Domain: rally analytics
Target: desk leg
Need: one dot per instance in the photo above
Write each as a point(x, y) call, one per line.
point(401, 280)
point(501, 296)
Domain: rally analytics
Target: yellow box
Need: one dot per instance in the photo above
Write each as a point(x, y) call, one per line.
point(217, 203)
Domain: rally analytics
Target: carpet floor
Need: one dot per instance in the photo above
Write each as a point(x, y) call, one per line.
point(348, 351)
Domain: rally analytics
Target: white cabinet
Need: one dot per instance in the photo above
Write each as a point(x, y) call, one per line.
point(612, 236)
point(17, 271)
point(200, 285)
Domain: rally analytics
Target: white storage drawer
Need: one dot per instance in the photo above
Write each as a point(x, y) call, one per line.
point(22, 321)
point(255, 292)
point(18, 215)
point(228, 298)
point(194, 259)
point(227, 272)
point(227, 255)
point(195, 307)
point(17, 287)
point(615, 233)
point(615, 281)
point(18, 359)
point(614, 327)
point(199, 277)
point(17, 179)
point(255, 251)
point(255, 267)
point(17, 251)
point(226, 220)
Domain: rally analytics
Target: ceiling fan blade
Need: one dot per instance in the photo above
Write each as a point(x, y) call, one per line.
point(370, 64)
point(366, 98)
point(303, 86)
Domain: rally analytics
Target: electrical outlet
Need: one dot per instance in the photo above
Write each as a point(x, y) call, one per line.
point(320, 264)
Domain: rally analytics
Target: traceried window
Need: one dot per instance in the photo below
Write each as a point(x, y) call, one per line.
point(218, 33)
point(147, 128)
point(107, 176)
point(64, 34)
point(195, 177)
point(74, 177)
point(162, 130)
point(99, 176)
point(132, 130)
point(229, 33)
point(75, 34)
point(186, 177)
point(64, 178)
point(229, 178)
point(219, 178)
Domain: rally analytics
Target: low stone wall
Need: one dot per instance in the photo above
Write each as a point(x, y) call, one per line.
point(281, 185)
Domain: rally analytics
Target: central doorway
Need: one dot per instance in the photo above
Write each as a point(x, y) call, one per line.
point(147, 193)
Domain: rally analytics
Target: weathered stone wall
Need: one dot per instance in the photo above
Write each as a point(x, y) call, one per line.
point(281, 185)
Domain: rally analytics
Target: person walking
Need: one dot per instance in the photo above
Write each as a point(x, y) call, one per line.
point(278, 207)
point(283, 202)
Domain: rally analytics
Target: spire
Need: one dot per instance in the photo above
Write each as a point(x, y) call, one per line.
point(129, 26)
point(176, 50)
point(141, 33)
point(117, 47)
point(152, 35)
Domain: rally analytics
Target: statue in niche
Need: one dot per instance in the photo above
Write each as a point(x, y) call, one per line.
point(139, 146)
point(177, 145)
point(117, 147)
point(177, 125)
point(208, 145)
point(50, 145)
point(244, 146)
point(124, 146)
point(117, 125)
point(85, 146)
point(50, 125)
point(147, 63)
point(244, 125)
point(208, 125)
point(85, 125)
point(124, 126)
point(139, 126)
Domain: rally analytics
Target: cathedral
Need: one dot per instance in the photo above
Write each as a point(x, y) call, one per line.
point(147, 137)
***
**Stated goal**. Rewrite the stretch from the start of the records through the line containing "point(200, 285)", requests included, with every point coordinate in the answers multiplied by 1.75 and rounded to a whole number, halves rounded up. Leave all other numbers unchanged.

**Final answer**.
Domain: rally analytics
Target: desk leg
Need: one dot per instance in the photo above
Write each as a point(x, y) call, one per line.
point(702, 490)
point(877, 518)
Domain: rally analytics
Target: yellow box
Need: one dot per instance in the photo above
Write each as a point(x, y) call, one per line.
point(380, 355)
Domain: rally analytics
Target: carpet floor
Need: one dot per instance in the photo above
Write each as a point(x, y) call, one per line.
point(609, 614)
Domain: rally analytics
Target: white cabinet
Need: one dot per instance in the photo above
Write each as a point(x, y) call, one per line.
point(1071, 413)
point(30, 474)
point(350, 499)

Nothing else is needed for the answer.